• WHAT NEEDS TO BE DONE
Write out each of the rows below without changing a single character.

(Entries from a point annotation set)
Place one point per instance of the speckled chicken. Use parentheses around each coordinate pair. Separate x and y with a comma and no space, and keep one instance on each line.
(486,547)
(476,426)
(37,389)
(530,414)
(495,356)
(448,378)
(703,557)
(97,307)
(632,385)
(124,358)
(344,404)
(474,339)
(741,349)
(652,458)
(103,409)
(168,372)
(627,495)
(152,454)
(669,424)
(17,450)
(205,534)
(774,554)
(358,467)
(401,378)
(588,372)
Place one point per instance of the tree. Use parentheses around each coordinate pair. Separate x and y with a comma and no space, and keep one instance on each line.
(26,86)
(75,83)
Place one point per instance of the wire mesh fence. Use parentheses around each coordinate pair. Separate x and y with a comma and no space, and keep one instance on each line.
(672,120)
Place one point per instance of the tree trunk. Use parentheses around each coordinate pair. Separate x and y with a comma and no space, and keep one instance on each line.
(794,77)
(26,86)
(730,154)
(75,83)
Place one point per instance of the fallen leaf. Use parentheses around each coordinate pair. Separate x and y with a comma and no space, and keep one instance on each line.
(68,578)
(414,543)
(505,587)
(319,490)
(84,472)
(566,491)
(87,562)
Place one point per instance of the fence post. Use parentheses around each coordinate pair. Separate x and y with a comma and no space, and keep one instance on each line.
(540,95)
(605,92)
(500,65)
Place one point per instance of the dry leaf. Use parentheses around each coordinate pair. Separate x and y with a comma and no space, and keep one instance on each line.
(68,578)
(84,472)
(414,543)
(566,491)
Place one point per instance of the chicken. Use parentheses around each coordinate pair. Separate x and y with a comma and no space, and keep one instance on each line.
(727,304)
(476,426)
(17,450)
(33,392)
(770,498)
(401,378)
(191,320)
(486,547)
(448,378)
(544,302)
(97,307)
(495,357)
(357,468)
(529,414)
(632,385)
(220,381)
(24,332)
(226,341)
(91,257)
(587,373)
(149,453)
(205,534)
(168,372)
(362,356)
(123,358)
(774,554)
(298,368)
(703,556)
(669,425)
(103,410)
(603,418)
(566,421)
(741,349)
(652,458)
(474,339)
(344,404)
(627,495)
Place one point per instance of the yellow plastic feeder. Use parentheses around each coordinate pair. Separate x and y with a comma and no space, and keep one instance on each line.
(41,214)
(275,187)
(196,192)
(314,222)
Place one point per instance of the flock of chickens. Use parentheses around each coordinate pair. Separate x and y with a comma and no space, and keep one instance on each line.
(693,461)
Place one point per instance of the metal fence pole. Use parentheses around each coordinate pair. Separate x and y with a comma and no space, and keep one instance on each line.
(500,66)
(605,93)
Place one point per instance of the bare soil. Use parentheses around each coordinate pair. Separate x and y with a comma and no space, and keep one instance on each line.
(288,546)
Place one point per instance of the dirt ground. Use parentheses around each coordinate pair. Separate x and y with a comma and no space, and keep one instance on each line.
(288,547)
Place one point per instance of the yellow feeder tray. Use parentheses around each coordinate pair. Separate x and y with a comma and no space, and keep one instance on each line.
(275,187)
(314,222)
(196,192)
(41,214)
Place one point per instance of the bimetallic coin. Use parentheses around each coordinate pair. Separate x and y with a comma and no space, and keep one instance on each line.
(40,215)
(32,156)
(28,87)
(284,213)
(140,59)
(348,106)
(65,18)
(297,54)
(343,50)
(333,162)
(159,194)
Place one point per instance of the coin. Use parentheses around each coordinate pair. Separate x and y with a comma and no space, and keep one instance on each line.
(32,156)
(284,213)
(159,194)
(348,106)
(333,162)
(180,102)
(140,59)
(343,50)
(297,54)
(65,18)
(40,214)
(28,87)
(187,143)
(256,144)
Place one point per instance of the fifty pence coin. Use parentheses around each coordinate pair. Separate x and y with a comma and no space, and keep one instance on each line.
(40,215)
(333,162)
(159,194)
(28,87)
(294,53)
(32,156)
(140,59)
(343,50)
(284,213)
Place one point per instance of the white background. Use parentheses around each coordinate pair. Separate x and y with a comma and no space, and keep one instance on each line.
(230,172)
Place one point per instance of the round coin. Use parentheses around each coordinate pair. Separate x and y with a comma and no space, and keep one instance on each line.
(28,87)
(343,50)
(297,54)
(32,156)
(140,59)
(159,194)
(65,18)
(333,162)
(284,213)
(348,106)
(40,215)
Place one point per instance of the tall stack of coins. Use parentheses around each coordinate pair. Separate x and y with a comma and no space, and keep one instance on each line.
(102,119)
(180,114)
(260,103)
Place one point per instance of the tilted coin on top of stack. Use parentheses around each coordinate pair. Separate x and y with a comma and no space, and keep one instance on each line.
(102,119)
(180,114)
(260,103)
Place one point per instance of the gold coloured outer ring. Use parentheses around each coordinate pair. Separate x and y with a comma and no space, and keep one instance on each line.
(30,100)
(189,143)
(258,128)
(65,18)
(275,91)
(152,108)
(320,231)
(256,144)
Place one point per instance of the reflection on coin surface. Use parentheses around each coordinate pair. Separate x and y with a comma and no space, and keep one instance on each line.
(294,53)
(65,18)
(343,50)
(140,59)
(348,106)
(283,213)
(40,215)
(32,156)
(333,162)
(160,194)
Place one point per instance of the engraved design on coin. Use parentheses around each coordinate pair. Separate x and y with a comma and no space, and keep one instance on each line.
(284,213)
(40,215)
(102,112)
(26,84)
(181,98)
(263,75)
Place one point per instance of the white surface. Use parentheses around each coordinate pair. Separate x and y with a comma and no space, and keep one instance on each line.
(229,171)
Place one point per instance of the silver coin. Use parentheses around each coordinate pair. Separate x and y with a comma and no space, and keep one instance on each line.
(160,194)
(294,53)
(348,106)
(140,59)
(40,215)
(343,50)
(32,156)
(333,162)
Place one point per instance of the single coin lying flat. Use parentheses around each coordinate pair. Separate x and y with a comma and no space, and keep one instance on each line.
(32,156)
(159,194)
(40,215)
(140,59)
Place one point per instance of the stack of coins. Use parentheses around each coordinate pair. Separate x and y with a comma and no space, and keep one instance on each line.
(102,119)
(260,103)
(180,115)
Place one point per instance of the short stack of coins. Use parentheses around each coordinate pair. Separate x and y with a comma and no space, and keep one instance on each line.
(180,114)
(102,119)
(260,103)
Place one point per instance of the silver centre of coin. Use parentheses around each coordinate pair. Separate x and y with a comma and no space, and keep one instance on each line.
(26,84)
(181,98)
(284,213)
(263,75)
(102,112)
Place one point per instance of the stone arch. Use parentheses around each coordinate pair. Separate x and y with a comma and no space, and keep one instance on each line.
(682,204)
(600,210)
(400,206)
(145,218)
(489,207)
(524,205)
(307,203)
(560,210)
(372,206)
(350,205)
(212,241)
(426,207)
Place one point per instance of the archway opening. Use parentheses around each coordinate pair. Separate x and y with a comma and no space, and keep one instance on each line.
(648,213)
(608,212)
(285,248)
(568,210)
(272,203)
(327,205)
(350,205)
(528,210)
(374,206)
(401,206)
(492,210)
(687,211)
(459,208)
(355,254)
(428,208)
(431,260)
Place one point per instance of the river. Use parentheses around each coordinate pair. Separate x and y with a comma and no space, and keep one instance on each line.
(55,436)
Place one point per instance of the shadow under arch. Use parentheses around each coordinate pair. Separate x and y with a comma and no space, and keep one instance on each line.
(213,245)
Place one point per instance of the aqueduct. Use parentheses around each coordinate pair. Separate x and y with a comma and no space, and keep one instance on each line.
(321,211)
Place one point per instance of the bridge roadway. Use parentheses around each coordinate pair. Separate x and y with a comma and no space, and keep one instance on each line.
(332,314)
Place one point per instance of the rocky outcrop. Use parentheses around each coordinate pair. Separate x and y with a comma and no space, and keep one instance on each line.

• RESPONSE
Place one point per instance of the speckled chicken. Use parentheses around each coordinate pair. Separate x and y with a comma and no space, and keep one instance on each line.
(486,547)
(476,426)
(37,389)
(530,414)
(495,356)
(448,378)
(703,557)
(97,307)
(632,385)
(124,358)
(344,404)
(474,339)
(741,349)
(652,458)
(103,409)
(168,372)
(627,495)
(152,454)
(669,424)
(17,450)
(205,534)
(774,554)
(358,467)
(401,378)
(588,372)
Place one point per instance of the tree. Use parentheses around each coordinate pair. Separate x and y with a comma and no space, and keep one instance on each line.
(26,86)
(75,83)
Place one point per instance of the wire mesh fence. Use parentheses around each coordinate pair. Separate x and y with a comma and no space, and keep one instance on each line.
(672,120)
Place one point per instance of the tree trunk. Use parentheses around each coordinate pair. Separate x and y with a comma and no space, and keep one instance on each line.
(794,77)
(26,86)
(730,154)
(75,83)
Place one point per instance of the fallen leaf. Use parentheses around each coordinate pair. Separate x and y with a comma and no space, and keep one instance on each line.
(68,578)
(414,543)
(505,587)
(319,490)
(84,472)
(566,491)
(87,562)
Place one point per instance of the fence post. Use parentheses around each coordinate pair. Separate x and y with a comma and no space, and keep one instance on each line.
(540,95)
(605,92)
(500,65)
Place one point per instance of the dry leaf. Use parentheses around each coordinate pair. Separate x and y with a comma and no space, and keep one instance on each line.
(68,578)
(84,472)
(414,543)
(566,491)
Place one point per instance of the chicken. Use parentheses around each coordinate pair. Separate x and y with a comma and no space, and keep one instance on each line.
(727,304)
(476,426)
(17,450)
(33,392)
(770,498)
(401,378)
(191,320)
(486,547)
(448,378)
(544,302)
(97,307)
(495,357)
(357,468)
(529,414)
(632,385)
(220,381)
(24,332)
(226,341)
(91,257)
(587,373)
(149,453)
(205,534)
(168,372)
(362,356)
(123,358)
(774,554)
(298,368)
(703,556)
(669,425)
(103,410)
(603,418)
(566,421)
(741,349)
(652,458)
(474,339)
(344,404)
(627,495)
Place one point per instance of the yellow plastic feeder. Use parentheses around each coordinate pair. Separate x and y with a comma and no space, and keep one instance on each line.
(41,214)
(275,187)
(196,192)
(314,222)
Place one point per instance of the flock of chickens. Use parentheses around each coordinate pair. Separate x and y with a comma and no space, and keep one instance on each line.
(693,461)
Place one point per instance of the metal fence pole. Use parentheses around each coordinate pair. Separate x and y with a comma and no space, and keep one instance on each line.
(500,66)
(605,93)
Place one point per instance of the bare soil. Use parentheses around each coordinate pair. Separate x and y with a comma and no space, and keep one instance on each line.
(288,546)
Place one point per instance of the dirt ground. Use parentheses around each coordinate pair. Separate x and y with a comma and no space, and keep one instance on each line.
(288,547)
Place one point per instance of the yellow feeder tray. Use parentheses around each coordinate pair. Separate x and y with a comma and no space, and keep one instance on each line.
(275,187)
(314,222)
(196,192)
(41,214)
Place one point per instance of the bimetallic coin. Use parentheses around each coordinate pair. Separate x and y with a comma and no space, and keep one instance on each line.
(40,215)
(32,156)
(28,87)
(284,213)
(140,59)
(348,106)
(65,18)
(297,54)
(343,50)
(333,162)
(159,194)
Place one point per instance of the coin. Use parentheses around each coordinate pair. Separate x and y with a comma and no space, and keep one instance on each line.
(32,156)
(284,213)
(159,194)
(348,106)
(333,162)
(180,102)
(140,59)
(343,50)
(297,54)
(65,18)
(40,214)
(28,87)
(187,143)
(256,144)
Place one point per instance of the fifty pence coin. Use parentheses around each coordinate pair. Separate x and y with a comma and no space, and keep one instance on each line.
(40,215)
(333,162)
(159,194)
(28,87)
(294,53)
(32,156)
(140,59)
(343,50)
(284,213)
Place one point per instance of the white background. Use parentheses around each coordinate pair. Separate x and y with a comma and no space, and keep one instance on each line.
(230,172)
Place one point per instance of the round coin. Use parentheses around each coordinate pair. Separate x and y with a comma and no space, and keep one instance on each line.
(28,87)
(343,50)
(297,54)
(32,156)
(140,59)
(159,194)
(65,18)
(333,162)
(284,213)
(348,106)
(40,215)
Place one point per instance of the tall stack of coins. Use parentheses around each coordinate pair. Separate x and y with a comma and no space, and keep one instance on each line.
(102,119)
(180,114)
(260,103)
Place one point per instance of the tilted coin on top of stack. Use parentheses around each coordinate pair. Separate x and y with a comma and no space, and keep one instance on each line.
(102,119)
(180,114)
(260,103)
Place one point per instance of the gold coloured outer ring. Use parentheses around each coordinate pair. Separate x and y with a comma and no space, and keep one instance on each line.
(30,100)
(189,143)
(258,128)
(65,18)
(275,91)
(152,108)
(320,231)
(256,144)
Place one point per instance of the reflection on coin surface. Use parentheses around each coordinate pair. Separate x and y with a comma and no space, and keep one instance on each line.
(294,53)
(65,18)
(343,50)
(140,59)
(348,106)
(283,213)
(40,215)
(32,156)
(333,162)
(160,194)
Place one point per instance of the engraved design on coin. Use parentheses around each coordinate pair. Separate x and y with a comma and no space, and keep one instance on each line.
(284,213)
(40,215)
(102,112)
(26,84)
(181,98)
(263,75)
Place one point per instance of the white surface. Use parentheses around each coordinate pair. Separate x and y with a comma and no space, and keep one instance on each line.
(229,171)
Place one point per instance of the silver coin. Use parentheses around each coordinate pair. Separate x and y with a comma and no space, and keep one instance on each line.
(160,194)
(294,53)
(348,106)
(140,59)
(40,215)
(343,50)
(32,156)
(333,162)
Place one point per instance of the single coin lying flat. Use parentheses around each coordinate pair. Separate x and y with a comma and no space, and keep one instance on each line.
(32,156)
(159,194)
(40,215)
(140,59)
Place one point per instance of the stack of coins. Use parentheses around each coordinate pair. Separate x and y with a comma and no space, and keep one instance on each line.
(102,119)
(260,103)
(180,115)
Place one point per instance of the short stack of coins. Use parentheses around each coordinate pair. Separate x and y with a comma and no space, and keep one instance on each line.
(180,114)
(102,119)
(260,103)
Place one point per instance of the silver centre of coin. Use parentheses around each coordinate pair. Separate x and y with a comma and no space, and keep one instance on each line.
(26,84)
(181,98)
(284,213)
(263,75)
(102,112)
Place one point per instance of the stone arch. Use parentheses around each coordinate pair. Separate x and y with a comma and no space, and keep one instance on each line.
(682,204)
(600,210)
(400,206)
(145,218)
(489,207)
(524,205)
(307,203)
(560,210)
(372,206)
(350,205)
(212,241)
(426,207)
Place one point per instance of the archway opening. Use parentheses around each coordinate pair. Separate x and y with a comma and no space, and keep one instance on each line.
(648,213)
(608,212)
(285,248)
(568,210)
(272,203)
(327,205)
(350,205)
(528,210)
(374,206)
(401,206)
(492,210)
(687,211)
(459,208)
(355,254)
(428,208)
(431,260)
Place one point per instance of the river. Use parentheses around each coordinate pair. Separate x and y with a comma and no space, and keep one instance on each line.
(55,436)
Place one point per instance of the shadow under arch. Use parentheses around each coordinate pair. Separate x and y with a comma and no space, and keep one instance on each line.
(213,245)
Place one point per instance of the aqueduct. Use parentheses around each coordinate pair. Separate x and y with a comma and no space, and keep one instance on each line.
(321,211)
Place one point per instance of the bridge roadway. Use parentheses around each coordinate pair. Separate x and y with a comma and no space, and keep one instance on each line.
(332,314)
Place one point per instance of the rocky outcrop. Use parentheses around each coordinate pair. Separate x and y with a comma and no space, and keep one instance on each line.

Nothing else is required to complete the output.